**TASK BRIEF**
Starting at the line that contains "Crossing-audit request: pin the ferry in", retype each line to the end of the listing below. Include both ends, but not the pictures.

**DATASET RECORDS**

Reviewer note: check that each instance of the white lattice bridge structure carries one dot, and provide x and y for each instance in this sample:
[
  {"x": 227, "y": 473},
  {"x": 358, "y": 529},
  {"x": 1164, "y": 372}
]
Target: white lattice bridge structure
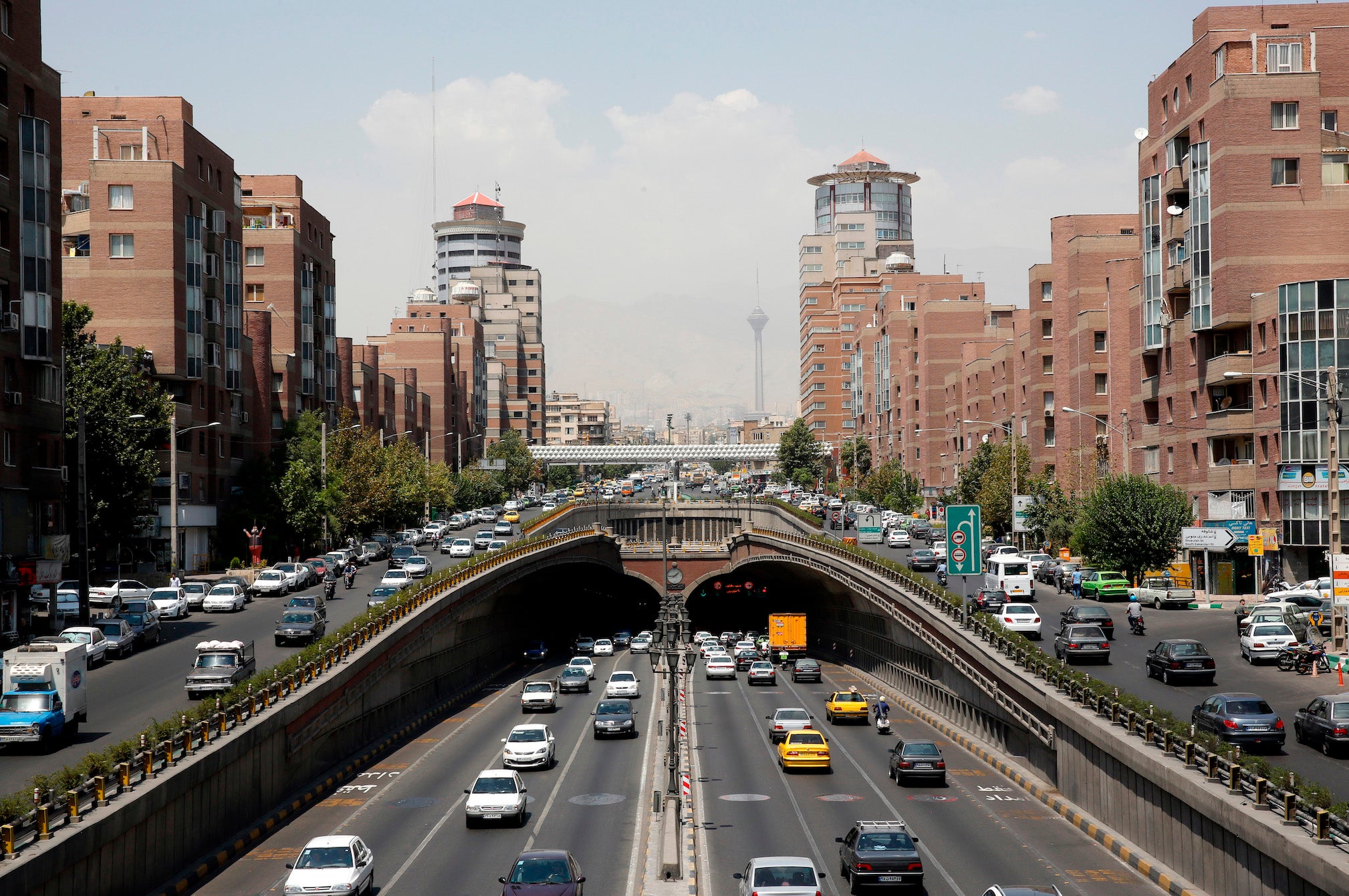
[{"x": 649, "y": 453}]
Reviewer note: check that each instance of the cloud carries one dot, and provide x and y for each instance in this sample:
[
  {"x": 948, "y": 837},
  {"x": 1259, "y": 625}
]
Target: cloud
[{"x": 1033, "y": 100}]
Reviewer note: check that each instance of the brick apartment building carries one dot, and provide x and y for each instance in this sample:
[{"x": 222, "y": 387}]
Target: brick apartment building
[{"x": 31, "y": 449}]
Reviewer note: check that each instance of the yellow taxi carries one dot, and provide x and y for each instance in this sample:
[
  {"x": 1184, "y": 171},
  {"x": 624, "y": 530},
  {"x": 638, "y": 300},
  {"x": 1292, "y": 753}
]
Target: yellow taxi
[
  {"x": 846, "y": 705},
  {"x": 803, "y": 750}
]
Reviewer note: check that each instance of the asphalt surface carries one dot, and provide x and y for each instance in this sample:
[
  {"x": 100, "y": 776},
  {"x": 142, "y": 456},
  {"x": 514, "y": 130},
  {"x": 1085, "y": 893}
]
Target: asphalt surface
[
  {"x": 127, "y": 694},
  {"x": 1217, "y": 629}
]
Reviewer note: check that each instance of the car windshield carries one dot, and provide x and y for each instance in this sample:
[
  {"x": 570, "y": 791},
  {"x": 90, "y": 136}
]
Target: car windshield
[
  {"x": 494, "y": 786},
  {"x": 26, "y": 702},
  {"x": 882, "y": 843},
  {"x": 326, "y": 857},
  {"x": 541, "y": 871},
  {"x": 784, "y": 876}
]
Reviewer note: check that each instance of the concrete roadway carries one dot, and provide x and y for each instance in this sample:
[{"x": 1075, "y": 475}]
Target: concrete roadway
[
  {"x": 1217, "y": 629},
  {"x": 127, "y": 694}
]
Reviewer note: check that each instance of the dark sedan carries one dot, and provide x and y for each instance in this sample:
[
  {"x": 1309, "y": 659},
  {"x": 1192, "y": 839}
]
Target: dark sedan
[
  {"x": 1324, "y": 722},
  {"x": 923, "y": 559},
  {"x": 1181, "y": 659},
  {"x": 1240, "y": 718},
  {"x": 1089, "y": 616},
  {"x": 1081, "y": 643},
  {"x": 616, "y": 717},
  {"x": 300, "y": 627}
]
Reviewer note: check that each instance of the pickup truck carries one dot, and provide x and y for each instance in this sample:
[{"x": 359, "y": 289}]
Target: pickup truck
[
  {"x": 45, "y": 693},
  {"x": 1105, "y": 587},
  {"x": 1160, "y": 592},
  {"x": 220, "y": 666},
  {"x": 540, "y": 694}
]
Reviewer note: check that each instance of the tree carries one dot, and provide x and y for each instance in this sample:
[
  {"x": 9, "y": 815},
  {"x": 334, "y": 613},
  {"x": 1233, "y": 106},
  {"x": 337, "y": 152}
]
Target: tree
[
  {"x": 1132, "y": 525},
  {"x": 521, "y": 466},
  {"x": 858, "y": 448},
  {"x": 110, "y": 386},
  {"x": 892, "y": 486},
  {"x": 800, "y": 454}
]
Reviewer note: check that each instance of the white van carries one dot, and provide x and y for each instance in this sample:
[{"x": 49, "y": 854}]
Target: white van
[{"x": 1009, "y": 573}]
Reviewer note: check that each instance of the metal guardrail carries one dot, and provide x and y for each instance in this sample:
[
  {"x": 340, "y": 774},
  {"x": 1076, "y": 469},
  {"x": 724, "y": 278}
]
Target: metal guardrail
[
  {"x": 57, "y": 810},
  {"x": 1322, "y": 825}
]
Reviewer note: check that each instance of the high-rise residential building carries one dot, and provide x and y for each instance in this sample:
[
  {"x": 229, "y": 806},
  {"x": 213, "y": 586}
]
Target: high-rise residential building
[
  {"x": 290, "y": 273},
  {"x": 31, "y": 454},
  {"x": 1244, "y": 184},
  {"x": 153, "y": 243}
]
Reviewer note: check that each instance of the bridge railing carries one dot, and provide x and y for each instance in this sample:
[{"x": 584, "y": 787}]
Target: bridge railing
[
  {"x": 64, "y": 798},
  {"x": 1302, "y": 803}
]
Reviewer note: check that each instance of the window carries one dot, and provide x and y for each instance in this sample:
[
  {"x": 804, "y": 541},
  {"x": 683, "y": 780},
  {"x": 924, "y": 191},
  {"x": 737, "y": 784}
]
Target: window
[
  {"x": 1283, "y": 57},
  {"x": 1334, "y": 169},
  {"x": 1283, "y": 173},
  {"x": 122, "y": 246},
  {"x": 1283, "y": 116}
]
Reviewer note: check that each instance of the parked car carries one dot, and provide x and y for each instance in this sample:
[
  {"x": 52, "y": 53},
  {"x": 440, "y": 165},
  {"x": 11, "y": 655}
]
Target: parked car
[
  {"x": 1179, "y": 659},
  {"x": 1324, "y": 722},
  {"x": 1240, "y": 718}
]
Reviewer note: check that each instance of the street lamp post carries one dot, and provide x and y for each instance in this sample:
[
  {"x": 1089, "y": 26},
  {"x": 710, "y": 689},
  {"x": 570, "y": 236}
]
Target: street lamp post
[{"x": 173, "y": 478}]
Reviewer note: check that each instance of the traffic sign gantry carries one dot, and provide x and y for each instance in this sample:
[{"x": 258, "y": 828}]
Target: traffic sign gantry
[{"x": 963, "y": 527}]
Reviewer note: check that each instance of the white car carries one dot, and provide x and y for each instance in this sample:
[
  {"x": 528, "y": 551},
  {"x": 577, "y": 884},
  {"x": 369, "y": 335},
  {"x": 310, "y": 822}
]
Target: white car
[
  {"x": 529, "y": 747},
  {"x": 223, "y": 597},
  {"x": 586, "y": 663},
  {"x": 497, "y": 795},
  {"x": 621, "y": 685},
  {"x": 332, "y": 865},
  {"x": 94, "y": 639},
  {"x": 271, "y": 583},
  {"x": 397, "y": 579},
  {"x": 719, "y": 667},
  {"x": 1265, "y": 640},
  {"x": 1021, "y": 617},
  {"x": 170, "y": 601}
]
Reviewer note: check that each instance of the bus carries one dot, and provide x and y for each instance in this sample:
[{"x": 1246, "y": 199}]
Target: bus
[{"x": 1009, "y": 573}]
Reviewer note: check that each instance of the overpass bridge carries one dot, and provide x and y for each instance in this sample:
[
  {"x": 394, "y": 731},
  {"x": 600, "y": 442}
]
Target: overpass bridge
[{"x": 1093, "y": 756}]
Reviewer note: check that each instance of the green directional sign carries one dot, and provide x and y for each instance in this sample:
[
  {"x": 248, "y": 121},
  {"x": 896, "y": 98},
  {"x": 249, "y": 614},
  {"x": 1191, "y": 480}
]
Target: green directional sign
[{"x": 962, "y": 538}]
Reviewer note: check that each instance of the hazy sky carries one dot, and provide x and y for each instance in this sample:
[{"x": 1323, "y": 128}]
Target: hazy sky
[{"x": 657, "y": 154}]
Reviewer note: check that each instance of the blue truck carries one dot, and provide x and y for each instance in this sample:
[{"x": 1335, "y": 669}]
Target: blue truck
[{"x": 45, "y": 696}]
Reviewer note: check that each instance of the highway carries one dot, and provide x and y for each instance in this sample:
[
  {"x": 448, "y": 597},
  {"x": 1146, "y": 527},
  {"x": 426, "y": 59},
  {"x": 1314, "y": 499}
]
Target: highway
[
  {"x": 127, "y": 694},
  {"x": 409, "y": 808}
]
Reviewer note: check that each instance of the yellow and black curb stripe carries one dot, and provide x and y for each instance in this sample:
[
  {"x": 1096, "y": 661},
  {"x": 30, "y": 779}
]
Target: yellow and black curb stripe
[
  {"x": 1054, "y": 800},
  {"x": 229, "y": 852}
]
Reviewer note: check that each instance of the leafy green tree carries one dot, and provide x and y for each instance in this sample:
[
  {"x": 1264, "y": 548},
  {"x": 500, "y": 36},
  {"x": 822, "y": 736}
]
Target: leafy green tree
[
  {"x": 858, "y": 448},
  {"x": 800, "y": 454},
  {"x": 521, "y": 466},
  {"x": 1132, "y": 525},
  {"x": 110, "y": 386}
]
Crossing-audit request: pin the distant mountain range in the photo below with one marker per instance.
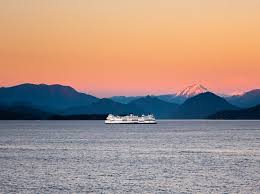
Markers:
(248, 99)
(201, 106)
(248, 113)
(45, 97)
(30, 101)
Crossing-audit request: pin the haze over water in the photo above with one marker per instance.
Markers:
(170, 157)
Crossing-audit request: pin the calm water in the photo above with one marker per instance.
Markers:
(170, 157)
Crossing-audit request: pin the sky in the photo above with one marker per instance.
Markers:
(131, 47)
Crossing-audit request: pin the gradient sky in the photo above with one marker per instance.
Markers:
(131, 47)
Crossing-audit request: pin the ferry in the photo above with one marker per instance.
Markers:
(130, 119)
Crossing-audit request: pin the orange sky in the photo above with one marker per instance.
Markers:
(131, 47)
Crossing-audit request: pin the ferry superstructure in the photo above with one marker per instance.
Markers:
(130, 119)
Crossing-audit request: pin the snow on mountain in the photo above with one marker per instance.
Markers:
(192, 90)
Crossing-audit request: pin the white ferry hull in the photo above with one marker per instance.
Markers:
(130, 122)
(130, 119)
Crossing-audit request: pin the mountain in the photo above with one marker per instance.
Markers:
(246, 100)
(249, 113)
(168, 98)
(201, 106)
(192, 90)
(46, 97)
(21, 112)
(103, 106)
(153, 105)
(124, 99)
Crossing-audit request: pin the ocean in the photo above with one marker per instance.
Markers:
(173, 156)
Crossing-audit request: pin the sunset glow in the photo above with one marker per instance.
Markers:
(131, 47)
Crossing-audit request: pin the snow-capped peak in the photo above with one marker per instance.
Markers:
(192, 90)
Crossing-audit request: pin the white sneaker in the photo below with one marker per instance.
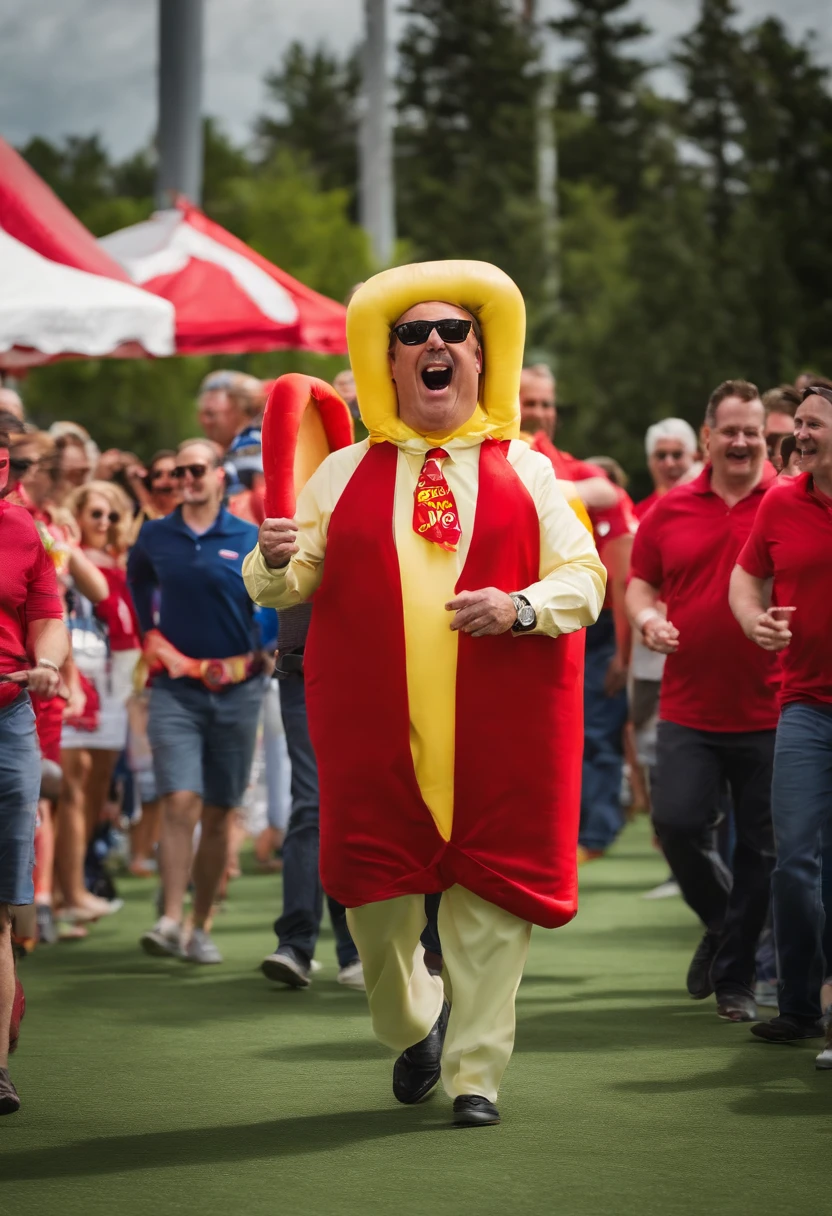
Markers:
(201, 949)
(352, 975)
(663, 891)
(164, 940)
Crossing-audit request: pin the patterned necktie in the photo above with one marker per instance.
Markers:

**ANSWER TO THIS TASK**
Crossing-audit request: pin the ferry in the photo above with one marker per instance.
Markers:
(130, 119)
Crossing-audit request: pin the orange sky in the photo above with one marker per instance.
Markers:
(131, 47)
Crossing-audit request: pin the ferry superstructure in the photo above with one marker per instance.
Markers:
(130, 119)
Crossing-audit request: pin the snow on mountain in the photo above with one marker per instance.
Markers:
(192, 90)
Crossing-audit request: pin the white ferry hull in the photo above with one marker per instance.
Markers:
(130, 122)
(130, 119)
Crossing-audit request: pin the mountain in the photo above with one marker per instance.
Markers:
(246, 100)
(249, 113)
(168, 98)
(201, 106)
(192, 90)
(46, 97)
(21, 112)
(103, 106)
(153, 105)
(124, 99)
Crossing-audit request: pin the ocean in the photo above with one marker per instance.
Markers:
(173, 156)
Crossing-audit request: pin the sunset glow in the photo above with one marker per instance.
Markers:
(131, 47)
Crossing-audit request: pin the snow-capped peak in the photo above with one marker per instance.
Markers:
(192, 90)
Crossing-audit request: pin the white sneaker in the photo below with one marker per instance.
Markers:
(201, 949)
(352, 975)
(663, 891)
(164, 940)
Crossing-audit request: pin the patterned necktie in the photo above with one marker per instance.
Markers:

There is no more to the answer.